◆ PASSAGE EXTRAIT
Les combinaisons thérapeutiques

On ne dispose aujourd’hui que de peu d’études chez des malades non antérieurement traités. L’utilisation combinée de deux analogues nucléosidiques n’a pour l’instant pas montré d’effet additif ou synergique. L’intérêt de l’association d’un analogue nucléosidique ou nucléotidique avec l’IFNPEG (PEGASYS) est en cours d’étude.

Les stratégies thérapeutiques en première intention

Lorsque l’indication d’un traitement antiviral a été posée, deux stratégies de première ligne peuvent être discutées.

La première repose sur l’utilisation d’IFNPEG (PEGASYS) pendant une durée limitée à 1 an, la seconde sur la prescription d’un analogue nucléosidique ou nucléotidique pendant une durée prolongée, et sans doute toute la vie pour une majorité de malades.

◆ TRAVAIL À FAIRE
[a] D'après le texte sur les traitements antiviraux, quelle est la durée d'utilisation de l'IFNPEG (PEGASYS) dans la première stratégie de première ligne ?
[b] Prolongez le texte sur les traitements antiviraux au-delà de sa dernière phrase.

◆ DONNÉES ENREGISTRÉES
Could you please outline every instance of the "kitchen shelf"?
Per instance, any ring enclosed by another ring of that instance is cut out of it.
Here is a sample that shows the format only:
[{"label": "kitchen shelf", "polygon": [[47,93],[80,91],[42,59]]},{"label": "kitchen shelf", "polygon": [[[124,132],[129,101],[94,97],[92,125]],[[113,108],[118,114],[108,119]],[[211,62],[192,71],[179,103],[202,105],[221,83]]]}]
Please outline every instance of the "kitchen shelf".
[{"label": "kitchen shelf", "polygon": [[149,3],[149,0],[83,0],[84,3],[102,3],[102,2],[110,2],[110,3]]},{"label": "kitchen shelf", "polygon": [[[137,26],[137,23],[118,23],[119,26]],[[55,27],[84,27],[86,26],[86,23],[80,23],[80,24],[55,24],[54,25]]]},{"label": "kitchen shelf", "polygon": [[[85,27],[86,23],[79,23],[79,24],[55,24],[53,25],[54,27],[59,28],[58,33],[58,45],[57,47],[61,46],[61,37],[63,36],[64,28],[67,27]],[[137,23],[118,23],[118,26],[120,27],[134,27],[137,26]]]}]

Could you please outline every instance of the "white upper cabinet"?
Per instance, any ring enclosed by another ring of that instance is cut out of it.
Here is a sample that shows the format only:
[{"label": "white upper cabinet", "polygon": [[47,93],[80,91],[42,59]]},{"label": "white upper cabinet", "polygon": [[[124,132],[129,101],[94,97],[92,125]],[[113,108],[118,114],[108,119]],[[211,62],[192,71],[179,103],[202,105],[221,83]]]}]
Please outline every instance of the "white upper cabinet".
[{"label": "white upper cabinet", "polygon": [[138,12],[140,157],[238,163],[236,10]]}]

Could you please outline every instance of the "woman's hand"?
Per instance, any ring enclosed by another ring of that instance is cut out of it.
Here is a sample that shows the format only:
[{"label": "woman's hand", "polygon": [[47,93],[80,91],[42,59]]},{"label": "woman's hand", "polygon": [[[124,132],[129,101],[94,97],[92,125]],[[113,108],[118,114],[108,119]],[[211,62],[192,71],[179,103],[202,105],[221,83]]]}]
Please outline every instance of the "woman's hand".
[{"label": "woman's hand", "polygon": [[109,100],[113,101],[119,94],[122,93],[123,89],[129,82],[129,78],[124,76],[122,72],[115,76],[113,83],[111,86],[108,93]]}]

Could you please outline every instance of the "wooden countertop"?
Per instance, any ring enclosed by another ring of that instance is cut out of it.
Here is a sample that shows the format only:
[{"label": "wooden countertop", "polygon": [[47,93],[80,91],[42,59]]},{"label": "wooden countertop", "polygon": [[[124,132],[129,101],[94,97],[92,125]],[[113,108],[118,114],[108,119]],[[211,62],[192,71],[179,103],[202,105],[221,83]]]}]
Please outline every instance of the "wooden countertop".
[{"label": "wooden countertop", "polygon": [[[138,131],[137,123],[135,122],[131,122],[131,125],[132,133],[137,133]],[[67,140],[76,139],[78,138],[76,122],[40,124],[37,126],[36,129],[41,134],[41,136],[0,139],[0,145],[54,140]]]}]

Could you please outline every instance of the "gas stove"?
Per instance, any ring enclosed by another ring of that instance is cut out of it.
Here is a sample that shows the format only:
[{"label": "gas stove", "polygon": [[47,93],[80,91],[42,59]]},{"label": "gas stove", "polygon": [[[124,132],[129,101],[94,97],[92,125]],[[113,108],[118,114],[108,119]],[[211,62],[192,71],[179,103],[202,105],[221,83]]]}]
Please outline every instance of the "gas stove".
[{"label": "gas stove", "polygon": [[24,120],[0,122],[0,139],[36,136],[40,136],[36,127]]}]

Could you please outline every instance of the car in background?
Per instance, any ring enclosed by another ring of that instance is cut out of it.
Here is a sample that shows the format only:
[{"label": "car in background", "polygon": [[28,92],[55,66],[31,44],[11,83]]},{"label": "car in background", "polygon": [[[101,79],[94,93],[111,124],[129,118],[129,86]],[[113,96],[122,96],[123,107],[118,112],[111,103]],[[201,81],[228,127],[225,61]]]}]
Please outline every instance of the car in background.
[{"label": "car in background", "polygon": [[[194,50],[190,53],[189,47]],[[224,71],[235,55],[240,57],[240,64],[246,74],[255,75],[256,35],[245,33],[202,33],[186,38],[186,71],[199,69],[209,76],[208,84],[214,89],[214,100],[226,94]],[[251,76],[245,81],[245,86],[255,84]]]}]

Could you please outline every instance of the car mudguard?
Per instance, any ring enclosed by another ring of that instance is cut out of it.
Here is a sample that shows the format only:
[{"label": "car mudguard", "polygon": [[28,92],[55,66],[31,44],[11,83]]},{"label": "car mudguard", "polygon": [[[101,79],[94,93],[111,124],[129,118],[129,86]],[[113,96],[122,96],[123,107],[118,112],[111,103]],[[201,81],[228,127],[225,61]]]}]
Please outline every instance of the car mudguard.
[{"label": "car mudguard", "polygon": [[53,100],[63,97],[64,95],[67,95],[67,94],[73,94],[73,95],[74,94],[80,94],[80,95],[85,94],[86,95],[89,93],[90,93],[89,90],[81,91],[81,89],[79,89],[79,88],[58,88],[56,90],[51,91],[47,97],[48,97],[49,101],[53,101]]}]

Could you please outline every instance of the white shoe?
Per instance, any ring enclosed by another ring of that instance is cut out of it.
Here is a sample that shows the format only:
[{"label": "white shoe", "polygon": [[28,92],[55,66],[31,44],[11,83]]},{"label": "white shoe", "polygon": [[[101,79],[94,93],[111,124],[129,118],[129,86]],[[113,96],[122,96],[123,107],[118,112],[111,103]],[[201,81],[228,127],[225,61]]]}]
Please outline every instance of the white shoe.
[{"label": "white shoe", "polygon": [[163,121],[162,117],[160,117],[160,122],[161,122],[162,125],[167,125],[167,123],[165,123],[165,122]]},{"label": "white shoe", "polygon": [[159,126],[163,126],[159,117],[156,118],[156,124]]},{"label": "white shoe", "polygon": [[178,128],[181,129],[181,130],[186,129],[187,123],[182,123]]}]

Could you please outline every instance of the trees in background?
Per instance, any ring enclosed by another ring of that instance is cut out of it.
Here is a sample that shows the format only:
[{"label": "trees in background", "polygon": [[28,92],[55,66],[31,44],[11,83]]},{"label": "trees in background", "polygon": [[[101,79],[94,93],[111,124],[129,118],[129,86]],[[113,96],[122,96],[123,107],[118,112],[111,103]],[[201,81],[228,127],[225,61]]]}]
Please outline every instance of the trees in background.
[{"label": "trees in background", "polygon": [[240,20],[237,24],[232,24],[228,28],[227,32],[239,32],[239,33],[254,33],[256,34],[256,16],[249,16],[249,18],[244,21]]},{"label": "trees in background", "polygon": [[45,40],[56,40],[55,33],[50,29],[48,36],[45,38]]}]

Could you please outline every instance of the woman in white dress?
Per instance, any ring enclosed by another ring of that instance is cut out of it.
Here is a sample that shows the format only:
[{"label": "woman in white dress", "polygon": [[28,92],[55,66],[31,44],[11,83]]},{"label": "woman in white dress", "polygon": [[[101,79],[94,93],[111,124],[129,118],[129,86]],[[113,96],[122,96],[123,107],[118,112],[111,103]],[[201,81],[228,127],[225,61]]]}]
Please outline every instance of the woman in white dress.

◆ RÉPONSES RÉDIGÉES
[a] Une durée limitée à 1 an.

[b]
Le traitement par IFNPEG (PEGASYS) est principalement recommandé chez les malades ayant des facteurs prédictifs de réponse virologique, c’est-à-dire un taux élevé d’ALAT (3 fois la limite supérieure de la normale) et une réplication virale faible ou modérée (ADN du VHB <6,3 log10 UI/mL) avant le traitement

L'efficacité du traitement est jugée à la 12ème semaine sur la diminution de l'ADN du VHB d'au moins un log10, et l'obtention d'un ADN du VHB inférieur à 2000 UI par ml à la semaine 24, critères qui conditionnent la poursuite du traitement.

Les critères biologiques de surveillance du traitement sont la mesure de la charge virale, la négativation de l' ag HBe chez les patients qui en étaient porteurs, et bien sûr la négativation éventuelle de l'ag HBs.

Ces marqueurs doivent être régulièrement suivis sous traitement et après la fin du traitement.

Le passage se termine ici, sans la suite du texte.